WRITTEN REQUEST ->
Copy the lines below word for word, from first to last.

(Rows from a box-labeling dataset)
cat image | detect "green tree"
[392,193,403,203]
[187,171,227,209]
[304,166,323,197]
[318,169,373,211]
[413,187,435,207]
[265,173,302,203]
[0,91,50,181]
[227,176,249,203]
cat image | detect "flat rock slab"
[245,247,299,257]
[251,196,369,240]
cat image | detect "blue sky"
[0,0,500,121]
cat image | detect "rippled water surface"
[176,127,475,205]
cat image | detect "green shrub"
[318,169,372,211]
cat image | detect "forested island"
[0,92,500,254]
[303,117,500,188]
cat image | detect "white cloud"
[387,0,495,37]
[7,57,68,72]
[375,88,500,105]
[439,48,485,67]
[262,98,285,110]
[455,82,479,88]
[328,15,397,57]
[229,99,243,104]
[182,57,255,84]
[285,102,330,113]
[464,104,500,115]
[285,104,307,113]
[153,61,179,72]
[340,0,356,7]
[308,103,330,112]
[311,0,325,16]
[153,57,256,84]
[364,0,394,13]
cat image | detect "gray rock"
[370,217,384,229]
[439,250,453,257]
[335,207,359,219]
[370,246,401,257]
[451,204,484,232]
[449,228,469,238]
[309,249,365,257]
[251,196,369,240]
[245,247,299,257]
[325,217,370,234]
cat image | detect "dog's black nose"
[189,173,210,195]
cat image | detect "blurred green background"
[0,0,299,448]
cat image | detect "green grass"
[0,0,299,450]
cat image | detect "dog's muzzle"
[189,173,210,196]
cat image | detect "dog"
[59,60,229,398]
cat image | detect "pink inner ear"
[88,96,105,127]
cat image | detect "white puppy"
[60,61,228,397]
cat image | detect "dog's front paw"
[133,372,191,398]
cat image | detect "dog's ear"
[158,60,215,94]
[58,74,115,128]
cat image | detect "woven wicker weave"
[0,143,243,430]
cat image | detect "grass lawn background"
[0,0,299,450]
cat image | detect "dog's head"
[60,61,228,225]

EXPECTED ANSWER ->
cat image | detect "green tree"
[392,193,403,203]
[187,171,227,209]
[304,166,323,197]
[318,169,373,211]
[413,187,435,207]
[265,173,302,203]
[0,91,50,181]
[227,176,249,203]
cat image | detect "flat rock slab"
[245,247,299,257]
[251,196,369,240]
cat image | detect "blue sky"
[0,0,500,121]
cat image | detect "rippled water surface"
[176,127,475,205]
cat image | detect "green shrub"
[318,169,372,211]
cat image | detect "forested island"
[0,92,500,254]
[303,117,500,188]
cat image | detect "white cloud"
[387,0,495,37]
[7,57,68,72]
[375,88,500,105]
[439,48,485,67]
[262,98,285,110]
[455,82,479,88]
[328,15,397,57]
[229,99,243,104]
[182,57,255,84]
[285,102,330,113]
[464,104,500,115]
[285,104,307,113]
[153,61,179,72]
[340,0,356,7]
[308,103,330,112]
[311,0,325,16]
[153,57,256,84]
[364,0,394,13]
cat image | detect "gray rock"
[370,217,384,229]
[439,250,453,257]
[335,207,359,219]
[370,246,401,257]
[451,204,484,232]
[449,228,469,238]
[309,249,365,257]
[251,196,369,240]
[245,247,299,257]
[325,217,370,234]
cat image | detect "dog's black nose"
[189,173,210,195]
cat image | detect "blurred green background"
[0,0,299,448]
cat image | detect "green grass"
[0,0,299,450]
cat image | detect "dog's muzzle"
[189,173,210,196]
cat image | detect "dog"
[59,60,229,398]
cat image | detect "pink inner ear"
[88,96,105,127]
cat image | detect "white puppy"
[60,61,228,397]
cat image | detect "dog's front paw"
[133,372,191,398]
cat image | detect "dog's ear"
[158,60,215,94]
[58,74,115,128]
cat image | detect "woven wicker weave"
[0,143,243,430]
cat image | detect "grass lawn background"
[0,0,299,450]
cat image | detect "dog's head"
[60,61,228,225]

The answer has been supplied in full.